*EXTRAIT CHOISI*.
☆ ☆ ☆

Les couloirs d’une école primaire du Québec deviennent l’écho d’une musicalité émanant des salles de classe. Derrière des portes qui laissent s’échapper diverses sonorités, des élèves comptent au rythme d’un tambour, récitent des mots au son d’une mélodie, apprennent à écrire en chantant une comptine. « Loin d’être un simple divertissement, la musique peut agir comme un catalyseur pour l’apprentissage des matières comme le français et les mathématiques », lance Andrée Lessard, professeure au Département des sciences de l’éducation de l’Université du Québec à Trois-Rivières (UQTR).
Âme de musicienne et esprit de chercheuse, celle-ci joint ses deux passions – la musique et les sciences de l’éducation – pour orchestrer une musicalité à la pédagogie. Pour elle, la musique éveille les sens, libère l’imagination, transcende les cultures et stimule l’apprentissage. Les bienfaits généraux dans la pédagogie se traduisent par la diminution du stress, l’augmentation de la créativité, l’éveil aux émotions, la coopération et la motivation chez les élèves. La recherche démontre aussi que la musique peut contribuer à développer des habiletés plus fines chez les enfants ; par exemple aiguiser la perception auditive, une capacité essentielle pour traiter le langage oral et soutenir l’apprentissage de la lecture et de l’écriture.
Mais concrètement, comment s’harmonisent pédagogie et musique ?
Pour stimuler les capacités linguistiques : les chansons enrichissent le vocabulaire et facilitent l’apprentissage des langues.
Pour améliorer la pensée mathématique : l’exploitation de la structure rythmique et des motifs musicaux renforcent les compétences en logique et en résolution de problèmes.
Pour mobiliser les fonctions cognitives : le fait de jouer un instrument en effectuant des tâches musicales simples, comme écouter trois notes et tenter de les reproduire sur un xylophone, permet de développer la perception et la mémoire auditives, qui sont des habiletés nécessaires pour lire et écrire.
Pour réduire le stress et stimuler l’imagination : la création musicale apaise les esprits et offre un espace d’expression libre.
Pour renforcer les compétences sociales : le chant en groupe favorise la coopération et initie des liens entre les enfants.

☆ ☆ ☆

[Entrées de localisation d'objets dans des images]
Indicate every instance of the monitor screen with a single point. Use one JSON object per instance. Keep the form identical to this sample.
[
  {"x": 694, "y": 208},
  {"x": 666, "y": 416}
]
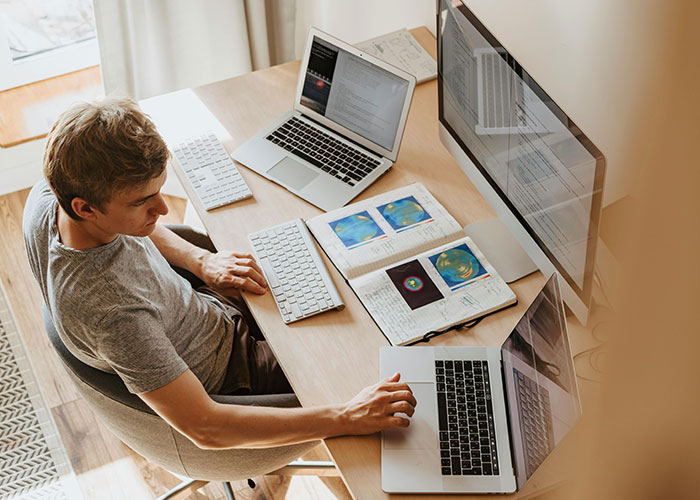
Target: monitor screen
[
  {"x": 537, "y": 162},
  {"x": 543, "y": 401},
  {"x": 354, "y": 93}
]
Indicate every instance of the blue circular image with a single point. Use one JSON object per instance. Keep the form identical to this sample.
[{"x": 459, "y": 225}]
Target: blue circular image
[
  {"x": 356, "y": 229},
  {"x": 457, "y": 265},
  {"x": 413, "y": 283},
  {"x": 403, "y": 213}
]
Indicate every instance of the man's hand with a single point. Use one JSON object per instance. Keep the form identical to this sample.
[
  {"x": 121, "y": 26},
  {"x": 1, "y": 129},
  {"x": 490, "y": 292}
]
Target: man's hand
[
  {"x": 373, "y": 409},
  {"x": 230, "y": 272}
]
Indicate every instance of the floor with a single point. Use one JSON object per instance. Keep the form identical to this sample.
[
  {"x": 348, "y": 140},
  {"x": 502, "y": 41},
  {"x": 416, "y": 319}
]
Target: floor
[{"x": 106, "y": 468}]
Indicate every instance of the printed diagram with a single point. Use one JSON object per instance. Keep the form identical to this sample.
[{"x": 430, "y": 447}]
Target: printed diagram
[
  {"x": 404, "y": 214},
  {"x": 414, "y": 284},
  {"x": 357, "y": 229},
  {"x": 458, "y": 266}
]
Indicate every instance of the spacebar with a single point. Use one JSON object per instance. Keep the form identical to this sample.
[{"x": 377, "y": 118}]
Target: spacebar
[{"x": 308, "y": 158}]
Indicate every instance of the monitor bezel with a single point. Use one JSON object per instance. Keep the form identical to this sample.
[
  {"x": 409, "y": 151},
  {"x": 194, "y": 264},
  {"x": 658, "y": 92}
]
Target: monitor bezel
[{"x": 583, "y": 293}]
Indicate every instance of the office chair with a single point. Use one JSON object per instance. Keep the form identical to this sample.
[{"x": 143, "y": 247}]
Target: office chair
[{"x": 139, "y": 427}]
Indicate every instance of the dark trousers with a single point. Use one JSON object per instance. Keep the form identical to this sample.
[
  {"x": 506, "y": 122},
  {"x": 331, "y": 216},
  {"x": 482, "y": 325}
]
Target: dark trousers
[{"x": 266, "y": 375}]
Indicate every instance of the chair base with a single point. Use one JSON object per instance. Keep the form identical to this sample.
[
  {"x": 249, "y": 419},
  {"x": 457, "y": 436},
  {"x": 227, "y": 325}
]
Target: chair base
[{"x": 295, "y": 468}]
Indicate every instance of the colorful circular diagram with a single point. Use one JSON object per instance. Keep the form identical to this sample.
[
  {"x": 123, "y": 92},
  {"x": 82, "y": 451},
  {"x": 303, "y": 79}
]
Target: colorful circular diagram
[
  {"x": 356, "y": 229},
  {"x": 457, "y": 265},
  {"x": 403, "y": 213},
  {"x": 413, "y": 283}
]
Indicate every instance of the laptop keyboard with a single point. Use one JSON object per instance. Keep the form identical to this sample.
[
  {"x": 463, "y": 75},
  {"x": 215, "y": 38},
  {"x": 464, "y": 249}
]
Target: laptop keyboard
[
  {"x": 535, "y": 421},
  {"x": 466, "y": 426},
  {"x": 323, "y": 151}
]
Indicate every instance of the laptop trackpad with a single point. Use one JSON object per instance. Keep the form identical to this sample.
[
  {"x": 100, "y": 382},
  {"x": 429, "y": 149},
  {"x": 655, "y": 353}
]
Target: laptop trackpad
[
  {"x": 292, "y": 173},
  {"x": 422, "y": 433}
]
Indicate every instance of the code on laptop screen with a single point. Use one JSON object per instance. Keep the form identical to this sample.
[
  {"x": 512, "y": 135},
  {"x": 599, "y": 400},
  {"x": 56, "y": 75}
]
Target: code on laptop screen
[{"x": 354, "y": 93}]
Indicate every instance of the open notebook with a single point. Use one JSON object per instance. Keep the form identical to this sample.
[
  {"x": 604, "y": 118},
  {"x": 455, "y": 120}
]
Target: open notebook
[{"x": 411, "y": 266}]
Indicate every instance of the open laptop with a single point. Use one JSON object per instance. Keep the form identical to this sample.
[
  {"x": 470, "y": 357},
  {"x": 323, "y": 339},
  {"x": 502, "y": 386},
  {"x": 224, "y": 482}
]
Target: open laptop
[
  {"x": 344, "y": 132},
  {"x": 486, "y": 417}
]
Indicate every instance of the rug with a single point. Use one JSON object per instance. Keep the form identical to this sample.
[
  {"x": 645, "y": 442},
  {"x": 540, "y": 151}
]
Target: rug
[{"x": 33, "y": 463}]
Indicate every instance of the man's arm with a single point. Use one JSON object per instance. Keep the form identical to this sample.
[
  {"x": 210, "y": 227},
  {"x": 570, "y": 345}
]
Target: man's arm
[
  {"x": 210, "y": 425},
  {"x": 225, "y": 271}
]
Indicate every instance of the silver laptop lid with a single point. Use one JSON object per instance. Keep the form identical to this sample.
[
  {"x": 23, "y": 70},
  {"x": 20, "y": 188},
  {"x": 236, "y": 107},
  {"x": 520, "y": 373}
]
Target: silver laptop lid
[
  {"x": 354, "y": 94},
  {"x": 540, "y": 383}
]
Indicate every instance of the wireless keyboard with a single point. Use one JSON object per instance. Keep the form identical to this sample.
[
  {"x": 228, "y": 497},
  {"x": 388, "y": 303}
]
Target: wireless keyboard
[
  {"x": 209, "y": 168},
  {"x": 294, "y": 270}
]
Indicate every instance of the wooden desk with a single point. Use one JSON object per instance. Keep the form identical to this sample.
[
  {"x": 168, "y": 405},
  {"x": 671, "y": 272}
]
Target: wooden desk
[{"x": 330, "y": 357}]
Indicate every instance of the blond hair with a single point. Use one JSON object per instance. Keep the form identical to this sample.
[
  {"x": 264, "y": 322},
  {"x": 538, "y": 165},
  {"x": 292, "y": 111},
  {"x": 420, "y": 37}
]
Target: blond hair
[{"x": 99, "y": 148}]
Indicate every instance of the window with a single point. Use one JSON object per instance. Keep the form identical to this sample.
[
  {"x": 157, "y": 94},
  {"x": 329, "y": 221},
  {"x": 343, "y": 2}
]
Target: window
[{"x": 40, "y": 39}]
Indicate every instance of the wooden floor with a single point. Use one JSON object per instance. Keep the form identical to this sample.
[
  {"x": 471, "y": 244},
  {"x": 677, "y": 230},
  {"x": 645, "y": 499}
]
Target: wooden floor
[{"x": 106, "y": 468}]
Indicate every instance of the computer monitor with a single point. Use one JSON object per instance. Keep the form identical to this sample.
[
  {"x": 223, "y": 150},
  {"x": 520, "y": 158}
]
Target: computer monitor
[{"x": 540, "y": 173}]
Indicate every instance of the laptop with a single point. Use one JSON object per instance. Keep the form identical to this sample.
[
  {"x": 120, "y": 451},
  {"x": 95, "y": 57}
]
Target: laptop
[
  {"x": 344, "y": 132},
  {"x": 487, "y": 417}
]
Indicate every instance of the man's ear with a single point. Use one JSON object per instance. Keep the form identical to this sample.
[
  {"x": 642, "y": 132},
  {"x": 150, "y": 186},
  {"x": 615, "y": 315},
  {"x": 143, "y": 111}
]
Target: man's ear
[{"x": 83, "y": 209}]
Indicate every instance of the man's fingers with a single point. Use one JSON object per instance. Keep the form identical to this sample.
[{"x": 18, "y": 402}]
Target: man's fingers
[
  {"x": 251, "y": 272},
  {"x": 251, "y": 263},
  {"x": 248, "y": 285},
  {"x": 402, "y": 407},
  {"x": 394, "y": 378},
  {"x": 403, "y": 396},
  {"x": 395, "y": 386},
  {"x": 398, "y": 422}
]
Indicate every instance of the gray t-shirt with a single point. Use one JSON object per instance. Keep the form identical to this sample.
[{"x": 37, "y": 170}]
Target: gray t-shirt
[{"x": 121, "y": 308}]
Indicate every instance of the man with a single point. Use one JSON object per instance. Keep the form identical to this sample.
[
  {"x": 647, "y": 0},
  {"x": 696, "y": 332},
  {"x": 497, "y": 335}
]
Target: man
[{"x": 105, "y": 268}]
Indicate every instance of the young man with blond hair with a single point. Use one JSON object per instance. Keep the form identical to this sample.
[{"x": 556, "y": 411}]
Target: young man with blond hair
[{"x": 106, "y": 271}]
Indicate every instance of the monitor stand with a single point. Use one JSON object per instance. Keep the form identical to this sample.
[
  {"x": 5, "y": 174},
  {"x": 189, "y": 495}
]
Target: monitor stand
[{"x": 501, "y": 249}]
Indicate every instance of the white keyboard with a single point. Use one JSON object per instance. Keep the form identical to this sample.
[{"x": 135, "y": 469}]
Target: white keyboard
[
  {"x": 294, "y": 270},
  {"x": 210, "y": 170}
]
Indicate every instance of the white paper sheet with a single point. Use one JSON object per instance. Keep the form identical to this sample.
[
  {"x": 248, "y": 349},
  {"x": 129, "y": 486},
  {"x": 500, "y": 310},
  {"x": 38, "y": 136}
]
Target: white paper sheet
[{"x": 403, "y": 51}]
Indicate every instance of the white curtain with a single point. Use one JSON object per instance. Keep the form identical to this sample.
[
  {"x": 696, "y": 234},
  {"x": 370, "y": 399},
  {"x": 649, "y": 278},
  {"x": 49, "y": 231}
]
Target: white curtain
[{"x": 150, "y": 47}]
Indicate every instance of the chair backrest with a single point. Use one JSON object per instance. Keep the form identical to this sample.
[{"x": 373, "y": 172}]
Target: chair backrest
[{"x": 138, "y": 426}]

☆ ☆ ☆

*TRAVAIL DEMANDÉ*.
1. D'après l'extrait sur la musique à l'école, quelle capacité essentielle au traitement du langage oral la musique peut-elle aiguiser chez les enfants ?
2. Dans l'extrait sur la musique à l'école, condensez le paragraphe qui commence par « Âme de musicienne et esprit de chercheuse » en conservant ses faits principaux.
3. Poursuivez l'extrait sur la musique à l'école à partir de sa dernière phrase.

*RÉPONSES RÉDIGÉES*.
1. La perception auditive.

2. Andrée Lessard unit ses deux passions, la musique et les sciences de l'éducation, pour donner une musicalité à la pédagogie. À ses yeux, la musique éveille les sens, libère l'imagination, transcende les cultures et stimule l'apprentissage. En classe, elle réduit le stress et favorise la créativité, l'éveil aux émotions, la coopération et la motivation des élèves. La recherche montre qu'elle peut aussi aiguiser la perception auditive, indispensable pour traiter le langage oral et soutenir l'apprentissage de la lecture et de l'écriture.

3.
Pour rassembler les groupes : la musique stimule l’harmonie humaine, a le pouvoir d’éveiller les émotions.
Néanmoins, intégrer la musique dans les écoles n’est pas sans défis.
« Beaucoup d’enseignants généralistes se sentent démunis pour intégrer la musique à leur enseignement, leur formation initiale n’incluant que peu ou pas d’éléments musicaux », observe Andrée Lessard. D’où son idée de créer le cours optionnel La musique au service de l’enseignement destiné aux étudiantes et étudiants de l’UQTR des programmes de baccalauréat en éducation préscolaire et en enseignement au primaire (BEPEP) et de baccalauréat en enseignement en adaptation scolaire et sociale (BEASS).
La professeure-musicienne poursuit : « Si les enseignantes et les enseignants ont une perception de compétence limitée en musique, ils ne seront pas enclins à l’intégrer dans leurs classes même s’ils en connaissent les bienfaits. Je voulais qu’ils soient capables de concevoir des séquences d’enseignement-apprentissage incluant la musique dans différentes disciplines. »
Ainsi, placer la musique au service de l’enseignement, c’est d’abord sensibiliser les futurs enseignants aux bienfaits sur les élèves. C’est ensuite leur permettre de développer des compétences de base, comme suivre une pulsation, reproduire une séquence rythmique et différencier deux mélodies. C’est de les outiller à concevoir des séances d’enseignement incluant la musique et leur faire vivre eux-mêmes les activités.
Et c’est là une des virtuosités de l’approche expérientielle préconisée par la professeure Lessard : « Les étudiants vivent d’abord les activités qui sont conçues pour les jeunes et prennent ensuite un pas de recul pour analyser chaque séquence didactique, par exemple : qu’est-ce qu’ils ont vécu eux-mêmes, quels sont les liens avec le programme de formation, comment cela soutient leur enseignement, quelles émotions ils ont ressenties… »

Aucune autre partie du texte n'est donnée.